Consigne a: Réécrivez la partie des entrées qui commence à la ligne contenant « Can you see the snowy » et se termine à la fin des entrées, en remplaçant « pine tree » par « fir tree » sans rien modifier d'autre.

Texte fourni:

⟨

Alors que beaucoup à Washington prétendent défendre le christianisme et les valeurs occidentales, leurs politiques ont conduit à l’anéantissement systématique de certaines des plus anciennes communautés chrétiennes du monde. Les mêmes hommes politiques qui se posent en défenseurs de la foi n’ont pas seulement fermé les yeux sur les souffrances des chrétiens au Moyen-Orient, de la Cisjordanie et de Gaza au Liban et à la Syrie, ils ont choisi de financer leurs assassins.
L’argent des contribuables américains, acheminé par l’intermédiaire de la CIA et de l’USAID, a joué un rôle essentiel dans l’armement et le soutien des factions extrémistes dont la montée en puissance s’est traduite par des atrocités.
Les forces du nouveau « président par intérim » autoproclamé de la Syrie, un musulman sunnite salafiste qui porte actuellement le nom d’Ahmed al-Shara, ont aligné le week-end dernier des civils, alaouites et chrétiens, contre le mur et les ont exécutés. Leur crime : l’infidélité au salafisme, une interprétation stricte de la loi islamique.
Elizabeth et moi avons visité la Syrie à de nombreuses reprises. Nous l’avons traversée et avons fait l’expérience d’un pays magnifique et laïque où le fait d’être Syrien était plus important que la différence de foi, où les communautés fréquentant les églises, les synagogues et les mosquées vivaient comme une seule et même entité.
Au cours des dernières décennies, la Syrie a été déchirée par l’interventionnisme extérieur et l’ignorance, ce qui a donné lieu à l’extrémisme et à la pire catastrophe humanitaire du XXIe siècle.
De nombreux chrétiens syriens ont historiquement soutenu le gouvernement Assad et son idéologie laïque baasiste parce qu’elle garantissait la liberté religieuse et protégeait les minorités.
Contrairement à certains mouvements islamistes, le régime Assad a maintenu un État laïc où les chrétiens pouvaient pratiquer leur foi sans être persécutés. Les chrétiens occupent des postes au sein du gouvernement, de l’armée et des entreprises.
Les Alaouites sont une minorité religieuse en Syrie, avec des communautés plus petites au Liban et en Turquie. La famille Assad, qui a régné de 1970 jusqu’au début de cette année, est alaouite.

⟩

Données de la tâche:
⟨

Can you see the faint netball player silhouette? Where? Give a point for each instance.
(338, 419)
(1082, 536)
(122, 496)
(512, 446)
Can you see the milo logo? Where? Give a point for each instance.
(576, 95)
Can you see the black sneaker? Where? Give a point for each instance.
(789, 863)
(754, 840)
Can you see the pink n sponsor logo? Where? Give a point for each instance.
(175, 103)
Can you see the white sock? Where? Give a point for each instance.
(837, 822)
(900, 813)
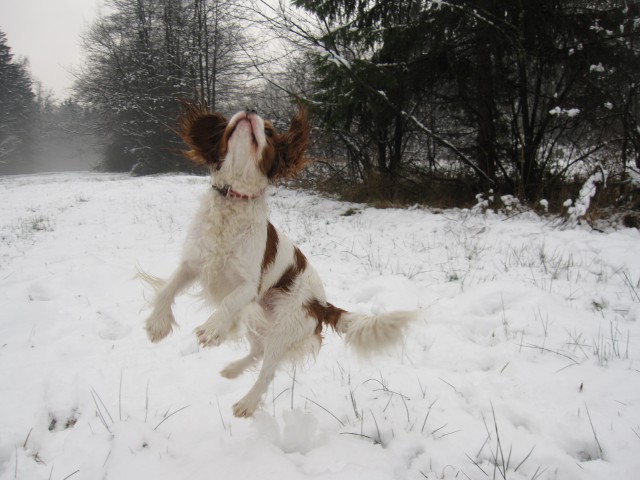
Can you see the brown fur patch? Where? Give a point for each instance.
(203, 131)
(270, 251)
(271, 248)
(283, 157)
(328, 314)
(289, 276)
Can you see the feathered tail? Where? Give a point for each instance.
(368, 334)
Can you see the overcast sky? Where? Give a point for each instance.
(47, 33)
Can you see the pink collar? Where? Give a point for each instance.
(228, 192)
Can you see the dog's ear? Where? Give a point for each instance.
(291, 147)
(203, 132)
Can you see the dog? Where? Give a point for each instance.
(261, 284)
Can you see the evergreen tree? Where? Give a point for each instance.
(519, 94)
(16, 113)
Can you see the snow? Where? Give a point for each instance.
(525, 365)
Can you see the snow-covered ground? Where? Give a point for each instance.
(526, 365)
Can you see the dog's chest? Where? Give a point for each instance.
(225, 238)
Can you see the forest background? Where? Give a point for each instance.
(447, 103)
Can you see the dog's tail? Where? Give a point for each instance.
(368, 334)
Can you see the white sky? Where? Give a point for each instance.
(47, 33)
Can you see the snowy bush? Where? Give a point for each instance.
(577, 209)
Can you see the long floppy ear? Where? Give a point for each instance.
(202, 131)
(291, 146)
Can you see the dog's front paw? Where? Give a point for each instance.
(209, 335)
(159, 325)
(245, 408)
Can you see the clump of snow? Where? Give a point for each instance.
(525, 361)
(578, 209)
(544, 204)
(572, 112)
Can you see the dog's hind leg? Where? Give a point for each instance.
(161, 321)
(239, 366)
(279, 344)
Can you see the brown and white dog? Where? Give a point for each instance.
(260, 282)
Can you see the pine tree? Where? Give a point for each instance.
(16, 112)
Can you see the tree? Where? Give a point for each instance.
(144, 55)
(16, 112)
(520, 95)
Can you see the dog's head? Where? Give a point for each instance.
(246, 150)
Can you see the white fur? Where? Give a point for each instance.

⟩

Consigne b: Recopiez à l'identique le passage du texte sur les chrétiens de Syrie qui commence par les mots « Les forces du » et se termine par « du XXIe siècle. ».

Réponse attendue a:
Can you see the snowy bush? Where? Give a point for each instance.
(577, 209)
Can you see the long floppy ear? Where? Give a point for each instance.
(202, 131)
(291, 146)
Can you see the dog's front paw? Where? Give a point for each instance.
(209, 335)
(159, 325)
(245, 408)
Can you see the clump of snow? Where? Give a point for each instance.
(525, 361)
(578, 209)
(544, 204)
(572, 112)
Can you see the dog's hind leg? Where? Give a point for each instance.
(161, 321)
(239, 366)
(279, 344)
Can you see the brown and white dog? Where? Give a point for each instance.
(260, 282)
Can you see the fir tree? Where? Give a point for each instance.
(16, 112)
Can you see the tree? Where? Give a point for each instance.
(144, 55)
(16, 112)
(520, 95)
Can you see the dog's head? Where? Give a point for each instance.
(246, 150)
Can you see the white fur? Where? Give a point for each instance.

Réponse attendue b:
Les forces du nouveau « président par intérim » autoproclamé de la Syrie, un musulman sunnite salafiste qui porte actuellement le nom d’Ahmed al-Shara, ont aligné le week-end dernier des civils, alaouites et chrétiens, contre le mur et les ont exécutés. Leur crime : l’infidélité au salafisme, une interprétation stricte de la loi islamique.
Elizabeth et moi avons visité la Syrie à de nombreuses reprises. Nous l’avons traversée et avons fait l’expérience d’un pays magnifique et laïque où le fait d’être Syrien était plus important que la différence de foi, où les communautés fréquentant les églises, les synagogues et les mosquées vivaient comme une seule et même entité.
Au cours des dernières décennies, la Syrie a été déchirée par l’interventionnisme extérieur et l’ignorance, ce qui a donné lieu à l’extrémisme et à la pire catastrophe humanitaire du XXIe siècle.